_Document passage_:
────────────────

Should Medicare Cover Prescription Drugs?
April 9, 1999
Democrats have proposed several bills to add a prescription drug benefit to Medicare, claiming many seniors have difficulty paying for medication. But analyst Robert M. Goldberg says only a small portion experience such problems, and there are less costly ways to help them -- without the drug price controls included in the proposals.
The projected cost for the new drug benefit is $40 billion a year. Also, the bills would require drug companies to give seniors the same "discounts" as managed care organizations like the Veterans Administration and Medicaid -- an indirect form of price controls.
The Families USA Foundation claims that 13 percent of seniors are forced to choose between buying food and medicine.
- But less than 2 percent of seniors had difficulty getting needed prescription drugs, according to the National Health Interview Survey of 1994.
- Furthermore, the average seniors spends $500 a year on prescription drugs -- which is about 2 percent of the average senior's income of $25,000 a year, and less than they spend on restaurants ($1,160), home furnishing ($1,032) or health insurance ($1,494), according to the Consumer Expenditure Survey.
- And even the poorest seniors report spending less on drugs than on dining out.

────────────────

_Referring expression data_:
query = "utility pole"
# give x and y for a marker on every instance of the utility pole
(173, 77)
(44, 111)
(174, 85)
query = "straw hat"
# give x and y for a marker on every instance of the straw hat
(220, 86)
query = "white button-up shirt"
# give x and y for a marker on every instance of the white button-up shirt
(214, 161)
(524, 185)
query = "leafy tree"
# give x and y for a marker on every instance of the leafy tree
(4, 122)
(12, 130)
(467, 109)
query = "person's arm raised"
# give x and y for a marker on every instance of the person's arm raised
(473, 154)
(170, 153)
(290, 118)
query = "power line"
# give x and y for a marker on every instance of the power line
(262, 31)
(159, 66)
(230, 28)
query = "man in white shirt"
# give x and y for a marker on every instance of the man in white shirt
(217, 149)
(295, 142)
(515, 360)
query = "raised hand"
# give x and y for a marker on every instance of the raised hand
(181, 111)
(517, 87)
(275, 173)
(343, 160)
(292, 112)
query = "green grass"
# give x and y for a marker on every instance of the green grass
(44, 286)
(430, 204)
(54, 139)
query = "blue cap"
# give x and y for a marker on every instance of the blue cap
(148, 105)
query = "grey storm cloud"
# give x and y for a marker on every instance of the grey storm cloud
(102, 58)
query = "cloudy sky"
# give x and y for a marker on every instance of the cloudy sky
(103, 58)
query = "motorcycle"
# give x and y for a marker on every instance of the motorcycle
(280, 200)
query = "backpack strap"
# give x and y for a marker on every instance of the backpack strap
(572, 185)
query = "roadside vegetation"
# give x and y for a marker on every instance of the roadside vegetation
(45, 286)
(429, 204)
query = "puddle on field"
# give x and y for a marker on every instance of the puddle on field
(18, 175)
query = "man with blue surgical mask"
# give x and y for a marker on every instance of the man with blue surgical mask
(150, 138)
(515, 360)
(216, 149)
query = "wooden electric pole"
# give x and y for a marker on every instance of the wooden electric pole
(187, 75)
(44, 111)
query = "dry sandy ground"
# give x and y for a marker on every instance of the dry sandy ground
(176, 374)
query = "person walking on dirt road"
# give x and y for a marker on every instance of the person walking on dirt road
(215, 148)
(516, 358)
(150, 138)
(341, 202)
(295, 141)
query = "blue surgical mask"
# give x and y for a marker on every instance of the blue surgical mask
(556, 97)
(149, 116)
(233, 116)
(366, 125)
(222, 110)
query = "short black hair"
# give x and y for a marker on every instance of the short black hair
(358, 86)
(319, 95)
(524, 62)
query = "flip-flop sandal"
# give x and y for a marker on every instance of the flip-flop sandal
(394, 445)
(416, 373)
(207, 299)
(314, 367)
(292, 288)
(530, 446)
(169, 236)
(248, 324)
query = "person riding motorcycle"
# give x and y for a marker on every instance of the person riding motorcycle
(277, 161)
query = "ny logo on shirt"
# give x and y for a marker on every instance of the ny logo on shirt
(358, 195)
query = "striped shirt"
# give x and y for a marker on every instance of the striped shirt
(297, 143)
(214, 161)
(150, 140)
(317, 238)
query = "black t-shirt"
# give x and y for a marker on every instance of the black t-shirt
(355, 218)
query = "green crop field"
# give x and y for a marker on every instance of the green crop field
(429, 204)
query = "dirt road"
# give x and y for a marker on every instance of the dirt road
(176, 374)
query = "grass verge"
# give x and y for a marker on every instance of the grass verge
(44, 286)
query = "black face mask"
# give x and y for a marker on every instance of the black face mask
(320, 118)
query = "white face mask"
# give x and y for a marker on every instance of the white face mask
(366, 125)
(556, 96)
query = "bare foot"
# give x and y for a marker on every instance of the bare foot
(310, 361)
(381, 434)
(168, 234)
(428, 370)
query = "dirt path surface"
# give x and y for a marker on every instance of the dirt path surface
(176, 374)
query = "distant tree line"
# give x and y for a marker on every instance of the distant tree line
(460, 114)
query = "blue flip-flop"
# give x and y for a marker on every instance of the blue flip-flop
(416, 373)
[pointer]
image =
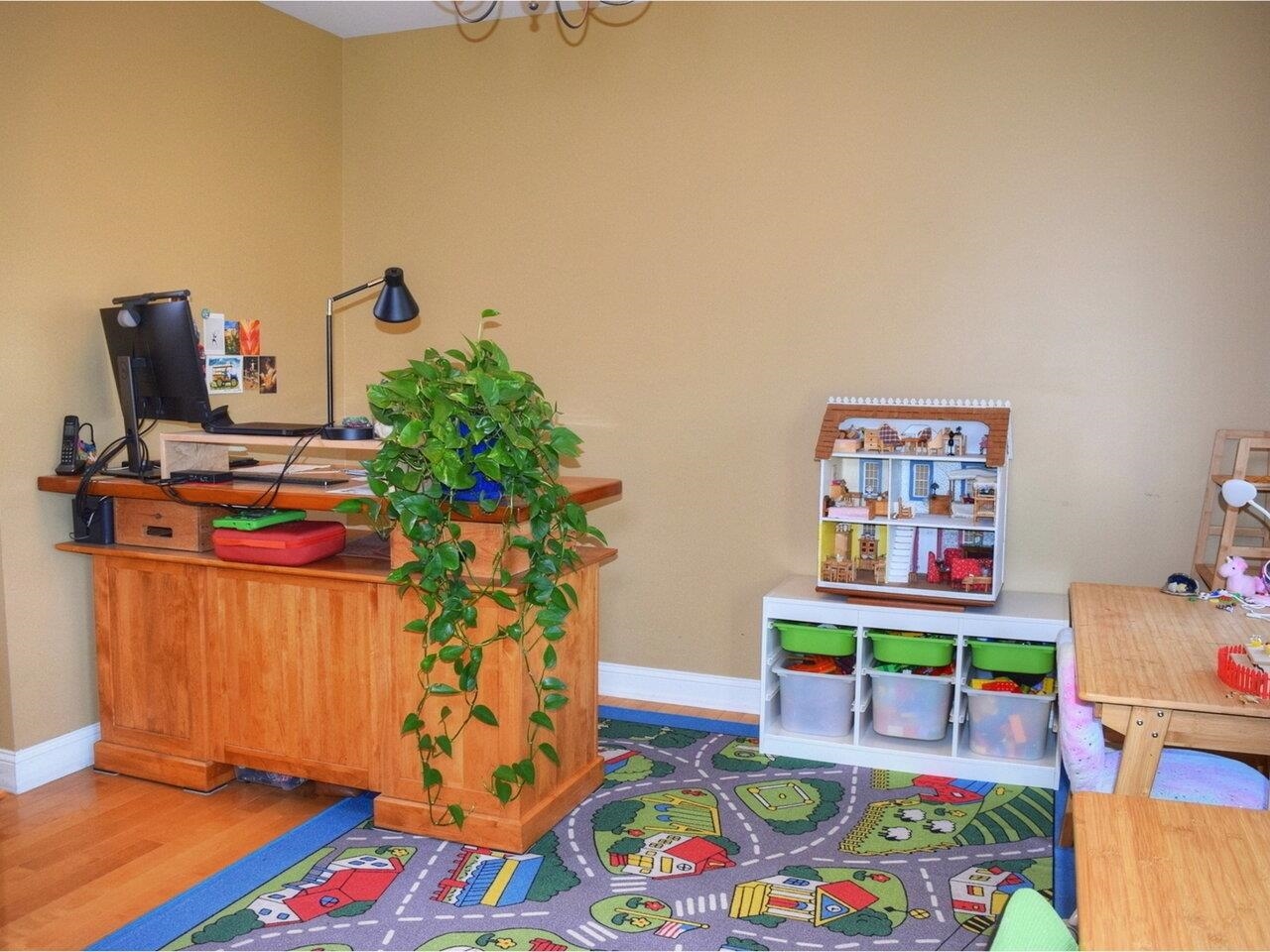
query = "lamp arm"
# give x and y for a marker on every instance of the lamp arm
(330, 367)
(1259, 509)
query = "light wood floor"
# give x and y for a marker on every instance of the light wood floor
(85, 855)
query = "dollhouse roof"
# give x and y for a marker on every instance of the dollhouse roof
(994, 414)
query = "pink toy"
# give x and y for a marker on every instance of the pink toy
(1236, 581)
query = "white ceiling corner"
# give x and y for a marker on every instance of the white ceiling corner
(365, 18)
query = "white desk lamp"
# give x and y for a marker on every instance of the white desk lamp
(1241, 493)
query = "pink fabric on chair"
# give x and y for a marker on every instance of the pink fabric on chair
(1193, 775)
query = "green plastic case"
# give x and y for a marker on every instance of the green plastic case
(258, 521)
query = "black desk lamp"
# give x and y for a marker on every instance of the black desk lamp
(394, 306)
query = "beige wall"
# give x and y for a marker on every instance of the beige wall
(698, 226)
(144, 148)
(701, 225)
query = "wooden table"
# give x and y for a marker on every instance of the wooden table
(1148, 660)
(308, 670)
(1160, 874)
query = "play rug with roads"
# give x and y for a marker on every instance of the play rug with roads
(695, 841)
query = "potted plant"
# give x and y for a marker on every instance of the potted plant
(474, 439)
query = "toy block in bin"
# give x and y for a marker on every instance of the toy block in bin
(816, 703)
(911, 705)
(817, 639)
(912, 648)
(1012, 656)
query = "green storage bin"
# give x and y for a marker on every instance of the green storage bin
(1012, 656)
(912, 648)
(811, 639)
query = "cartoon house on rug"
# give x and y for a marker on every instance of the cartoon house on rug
(794, 897)
(984, 889)
(913, 498)
(488, 878)
(668, 855)
(356, 879)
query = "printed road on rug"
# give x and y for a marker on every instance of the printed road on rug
(697, 841)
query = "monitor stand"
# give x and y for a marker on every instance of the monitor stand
(218, 421)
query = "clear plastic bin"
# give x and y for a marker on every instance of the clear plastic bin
(911, 705)
(1008, 725)
(817, 703)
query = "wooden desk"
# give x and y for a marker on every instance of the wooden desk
(1160, 874)
(308, 670)
(1150, 661)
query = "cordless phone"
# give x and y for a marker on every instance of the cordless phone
(68, 463)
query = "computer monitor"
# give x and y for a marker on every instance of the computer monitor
(154, 361)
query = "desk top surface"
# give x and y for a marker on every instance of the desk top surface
(583, 490)
(1160, 874)
(1141, 647)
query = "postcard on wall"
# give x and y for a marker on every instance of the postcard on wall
(213, 334)
(250, 375)
(268, 375)
(223, 375)
(249, 338)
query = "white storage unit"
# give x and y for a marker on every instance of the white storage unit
(1017, 616)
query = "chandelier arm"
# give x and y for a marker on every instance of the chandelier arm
(461, 16)
(579, 24)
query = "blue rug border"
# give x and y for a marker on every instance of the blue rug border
(155, 929)
(737, 729)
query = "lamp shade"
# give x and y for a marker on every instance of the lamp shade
(395, 304)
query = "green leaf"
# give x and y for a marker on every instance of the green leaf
(411, 434)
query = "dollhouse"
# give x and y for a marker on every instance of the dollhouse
(913, 499)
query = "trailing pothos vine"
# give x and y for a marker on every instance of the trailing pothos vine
(467, 431)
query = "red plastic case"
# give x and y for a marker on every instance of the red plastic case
(287, 543)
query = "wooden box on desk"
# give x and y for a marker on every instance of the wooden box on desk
(164, 525)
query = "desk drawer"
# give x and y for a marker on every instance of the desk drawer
(164, 525)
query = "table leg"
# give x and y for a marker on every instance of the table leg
(1143, 743)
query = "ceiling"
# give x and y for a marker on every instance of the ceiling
(363, 18)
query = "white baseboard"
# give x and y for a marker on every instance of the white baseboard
(35, 766)
(689, 688)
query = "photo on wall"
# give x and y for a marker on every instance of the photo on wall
(250, 375)
(213, 334)
(268, 375)
(223, 375)
(249, 338)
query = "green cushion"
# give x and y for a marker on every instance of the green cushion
(1030, 924)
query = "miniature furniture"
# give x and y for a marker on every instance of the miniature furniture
(1237, 454)
(908, 449)
(1194, 775)
(1015, 617)
(1148, 660)
(204, 665)
(1030, 924)
(1139, 864)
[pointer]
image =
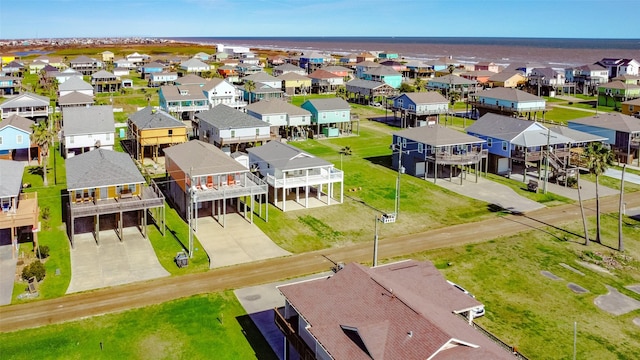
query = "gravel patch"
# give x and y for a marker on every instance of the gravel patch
(550, 275)
(615, 302)
(577, 288)
(594, 267)
(634, 288)
(568, 267)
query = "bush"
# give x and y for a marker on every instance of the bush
(42, 252)
(36, 269)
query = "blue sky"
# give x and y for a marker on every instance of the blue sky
(218, 18)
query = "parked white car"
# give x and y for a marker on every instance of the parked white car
(477, 311)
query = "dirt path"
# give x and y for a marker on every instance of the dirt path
(136, 295)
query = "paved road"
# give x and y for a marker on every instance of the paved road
(77, 306)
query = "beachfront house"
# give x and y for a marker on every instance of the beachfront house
(15, 138)
(514, 143)
(87, 128)
(622, 133)
(434, 149)
(507, 101)
(230, 129)
(290, 171)
(368, 92)
(106, 191)
(152, 130)
(331, 116)
(203, 176)
(404, 310)
(19, 212)
(27, 105)
(419, 109)
(286, 120)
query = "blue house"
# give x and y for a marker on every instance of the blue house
(15, 138)
(436, 149)
(386, 75)
(150, 68)
(513, 143)
(331, 115)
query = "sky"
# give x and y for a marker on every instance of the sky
(30, 19)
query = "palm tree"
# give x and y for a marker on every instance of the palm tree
(42, 136)
(249, 87)
(599, 157)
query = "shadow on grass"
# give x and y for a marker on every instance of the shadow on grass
(259, 344)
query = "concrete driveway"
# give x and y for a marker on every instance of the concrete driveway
(490, 192)
(239, 242)
(113, 262)
(7, 274)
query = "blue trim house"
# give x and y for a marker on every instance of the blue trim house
(15, 138)
(511, 140)
(430, 149)
(332, 115)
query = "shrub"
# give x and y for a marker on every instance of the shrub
(36, 269)
(42, 251)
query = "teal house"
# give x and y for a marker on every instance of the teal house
(331, 116)
(386, 75)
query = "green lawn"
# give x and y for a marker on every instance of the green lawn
(201, 327)
(535, 313)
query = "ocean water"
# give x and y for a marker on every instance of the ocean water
(555, 52)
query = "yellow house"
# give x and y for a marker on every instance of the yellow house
(294, 83)
(631, 107)
(152, 130)
(7, 59)
(507, 79)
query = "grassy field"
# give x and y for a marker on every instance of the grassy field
(200, 327)
(535, 313)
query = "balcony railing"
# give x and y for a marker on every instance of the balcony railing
(26, 213)
(150, 197)
(248, 185)
(296, 341)
(332, 176)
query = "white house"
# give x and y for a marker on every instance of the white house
(219, 91)
(87, 128)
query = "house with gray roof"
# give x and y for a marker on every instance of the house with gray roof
(622, 133)
(15, 142)
(419, 108)
(75, 84)
(230, 129)
(280, 115)
(27, 105)
(426, 151)
(18, 211)
(296, 178)
(205, 177)
(151, 130)
(507, 101)
(512, 140)
(330, 116)
(107, 185)
(75, 99)
(403, 310)
(87, 128)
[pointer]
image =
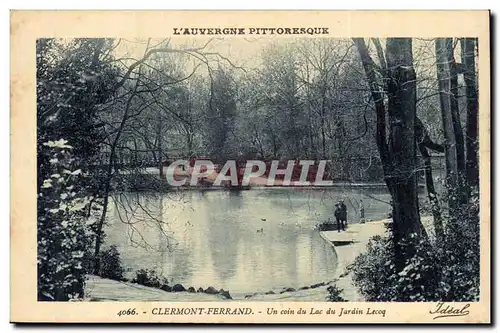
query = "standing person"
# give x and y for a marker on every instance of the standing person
(361, 211)
(343, 216)
(338, 216)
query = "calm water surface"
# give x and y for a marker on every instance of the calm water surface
(248, 241)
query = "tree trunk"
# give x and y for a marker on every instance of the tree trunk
(401, 91)
(107, 185)
(160, 146)
(398, 156)
(468, 60)
(431, 193)
(450, 146)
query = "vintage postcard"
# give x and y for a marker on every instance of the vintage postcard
(250, 166)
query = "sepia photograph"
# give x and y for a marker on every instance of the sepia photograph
(260, 164)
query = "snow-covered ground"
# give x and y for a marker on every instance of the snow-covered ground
(100, 289)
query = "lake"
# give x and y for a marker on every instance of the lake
(247, 241)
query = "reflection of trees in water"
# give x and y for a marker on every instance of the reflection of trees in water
(223, 234)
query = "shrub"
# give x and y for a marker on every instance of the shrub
(63, 232)
(149, 278)
(111, 265)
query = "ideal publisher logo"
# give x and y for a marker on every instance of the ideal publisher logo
(236, 173)
(443, 310)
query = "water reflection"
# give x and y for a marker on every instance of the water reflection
(245, 241)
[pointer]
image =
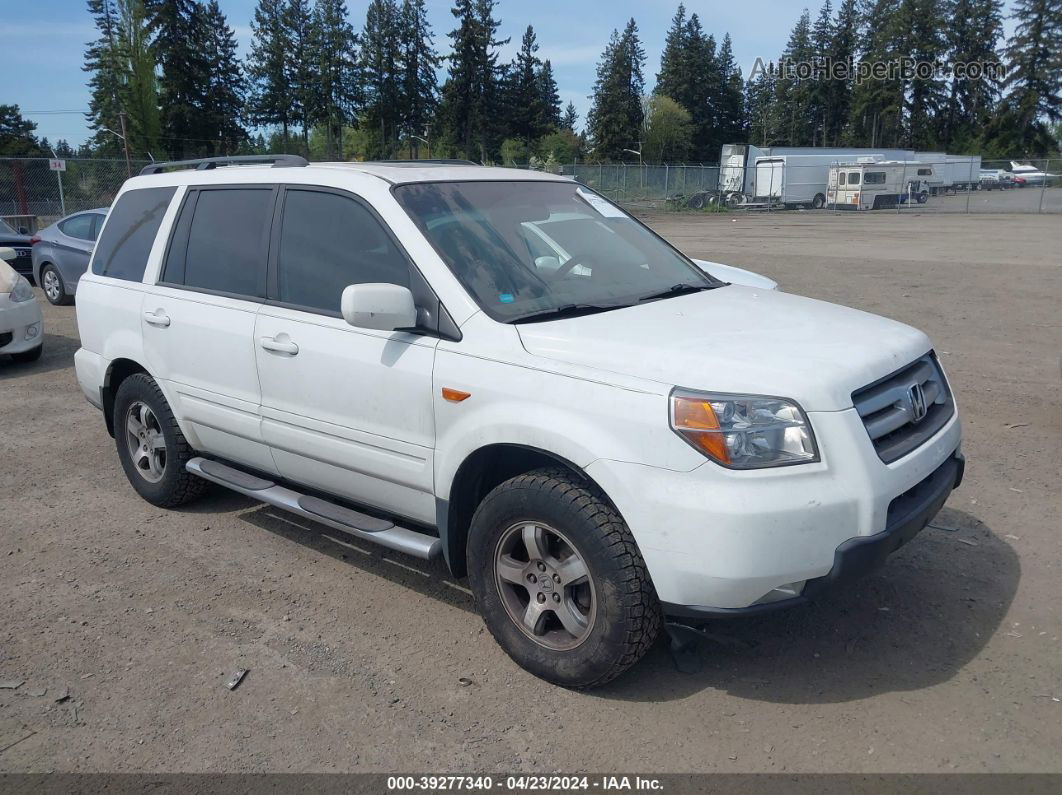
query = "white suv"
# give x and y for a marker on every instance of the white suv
(504, 368)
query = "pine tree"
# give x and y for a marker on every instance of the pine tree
(550, 98)
(296, 19)
(470, 92)
(730, 106)
(225, 87)
(570, 118)
(139, 96)
(380, 66)
(103, 61)
(270, 99)
(877, 105)
(614, 122)
(338, 79)
(924, 26)
(974, 30)
(794, 93)
(523, 100)
(821, 88)
(1033, 81)
(420, 91)
(180, 46)
(842, 51)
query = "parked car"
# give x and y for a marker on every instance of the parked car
(61, 253)
(21, 326)
(600, 442)
(19, 240)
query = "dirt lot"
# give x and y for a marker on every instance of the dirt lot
(947, 659)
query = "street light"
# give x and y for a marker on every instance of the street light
(425, 141)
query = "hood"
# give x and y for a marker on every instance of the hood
(737, 339)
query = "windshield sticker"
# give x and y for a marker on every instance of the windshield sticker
(604, 208)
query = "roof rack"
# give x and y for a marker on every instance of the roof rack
(426, 161)
(204, 163)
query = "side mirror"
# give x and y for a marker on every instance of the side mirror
(381, 307)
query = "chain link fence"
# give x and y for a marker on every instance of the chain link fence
(33, 195)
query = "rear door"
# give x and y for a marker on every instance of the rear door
(199, 318)
(345, 410)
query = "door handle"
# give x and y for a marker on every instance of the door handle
(157, 317)
(280, 346)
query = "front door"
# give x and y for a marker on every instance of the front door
(345, 410)
(199, 321)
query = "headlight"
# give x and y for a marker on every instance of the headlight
(743, 431)
(22, 291)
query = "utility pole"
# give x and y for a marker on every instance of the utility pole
(125, 142)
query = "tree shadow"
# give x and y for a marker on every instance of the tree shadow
(910, 625)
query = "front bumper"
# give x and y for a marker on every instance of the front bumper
(908, 514)
(21, 327)
(723, 541)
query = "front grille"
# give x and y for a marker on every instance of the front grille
(890, 408)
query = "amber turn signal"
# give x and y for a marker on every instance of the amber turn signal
(695, 420)
(455, 396)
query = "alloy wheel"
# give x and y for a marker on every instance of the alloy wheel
(147, 444)
(545, 585)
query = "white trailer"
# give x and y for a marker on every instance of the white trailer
(872, 186)
(789, 176)
(951, 172)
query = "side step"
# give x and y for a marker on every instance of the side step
(355, 523)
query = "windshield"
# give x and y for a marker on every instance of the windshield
(525, 248)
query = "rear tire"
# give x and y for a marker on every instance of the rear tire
(151, 447)
(599, 612)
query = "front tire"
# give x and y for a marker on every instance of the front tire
(559, 580)
(151, 447)
(29, 356)
(51, 282)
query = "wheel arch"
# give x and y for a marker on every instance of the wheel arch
(118, 370)
(482, 470)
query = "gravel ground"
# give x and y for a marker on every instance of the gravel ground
(124, 621)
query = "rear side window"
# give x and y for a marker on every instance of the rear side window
(328, 242)
(79, 226)
(125, 243)
(221, 241)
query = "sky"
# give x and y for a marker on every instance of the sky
(45, 42)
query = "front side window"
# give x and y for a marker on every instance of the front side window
(126, 240)
(525, 248)
(79, 226)
(328, 242)
(226, 244)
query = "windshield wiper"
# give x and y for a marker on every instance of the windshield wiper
(568, 310)
(678, 290)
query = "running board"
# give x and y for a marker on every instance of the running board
(353, 522)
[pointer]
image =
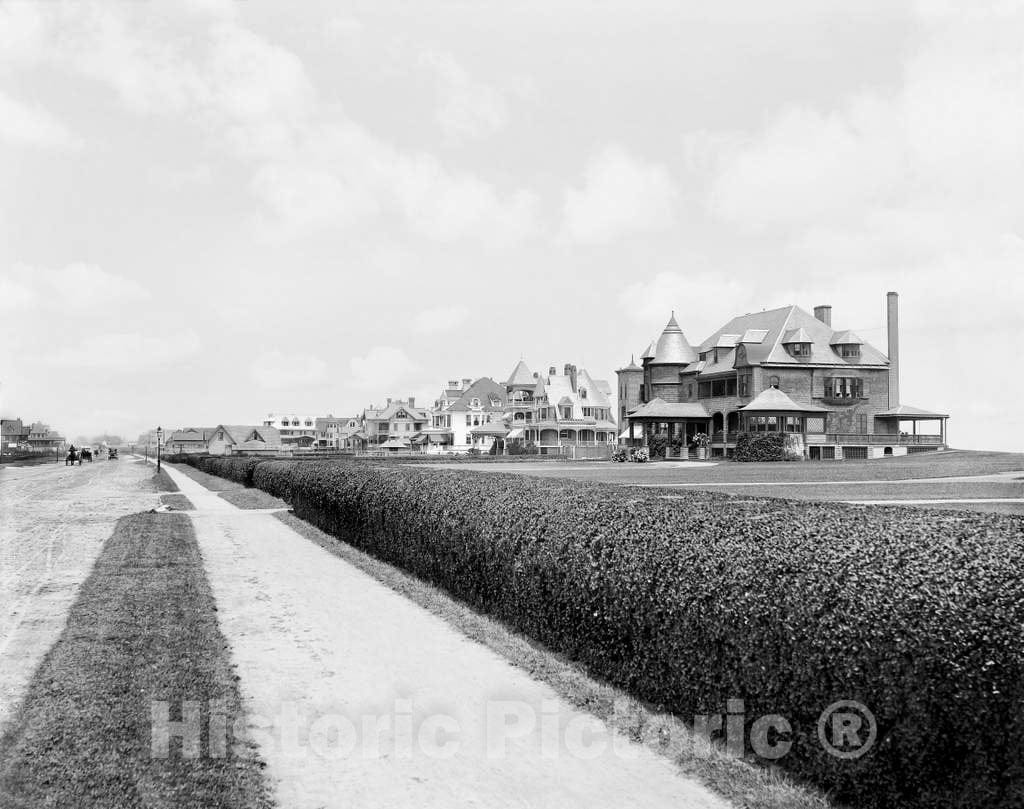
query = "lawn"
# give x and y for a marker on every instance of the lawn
(143, 629)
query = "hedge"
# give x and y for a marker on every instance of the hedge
(790, 605)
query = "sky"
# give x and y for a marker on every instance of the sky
(214, 210)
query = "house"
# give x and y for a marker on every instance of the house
(188, 439)
(244, 439)
(473, 419)
(13, 435)
(397, 419)
(556, 411)
(295, 430)
(340, 433)
(783, 370)
(43, 439)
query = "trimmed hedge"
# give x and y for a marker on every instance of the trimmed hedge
(687, 603)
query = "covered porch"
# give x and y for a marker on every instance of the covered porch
(898, 419)
(680, 423)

────────────────

_Aim of the exercise_: Copy out the Medicare drug coverage article word for word, from start to finish. This data has nothing to do with the Medicare drug coverage article.

_Output for this task_:
Should Medicare Cover Prescription Drugs?
April 9, 1999
Democrats have proposed several bills to add a prescription drug benefit to Medicare, claiming many seniors have difficulty paying for medication. But analyst Robert M. Goldberg says only a small portion experience such problems, and there are less costly ways to help them -- without the drug price controls included in the proposals.
The projected cost for the new drug benefit is $40 billion a year. Also, the bills would require drug companies to give seniors the same "discounts" as managed care organizations like the Veterans Administration and Medicaid -- an indirect form of price controls.
The Families USA Foundation claims that 13 percent of seniors are forced to choose between buying food and medicine.
- But less than 2 percent of seniors had difficulty getting needed prescription drugs, according to the National Health Interview Survey of 1994.
- Furthermore, the average seniors spends $500 a year on prescription drugs -- which is about 2 percent of the average senior's income of $25,000 a year, and less than they spend on restaurants ($1,160), home furnishing ($1,032) or health insurance ($1,494), according to the Consumer Expenditure Survey.
- And even the poorest seniors report spending less on drugs than on dining out.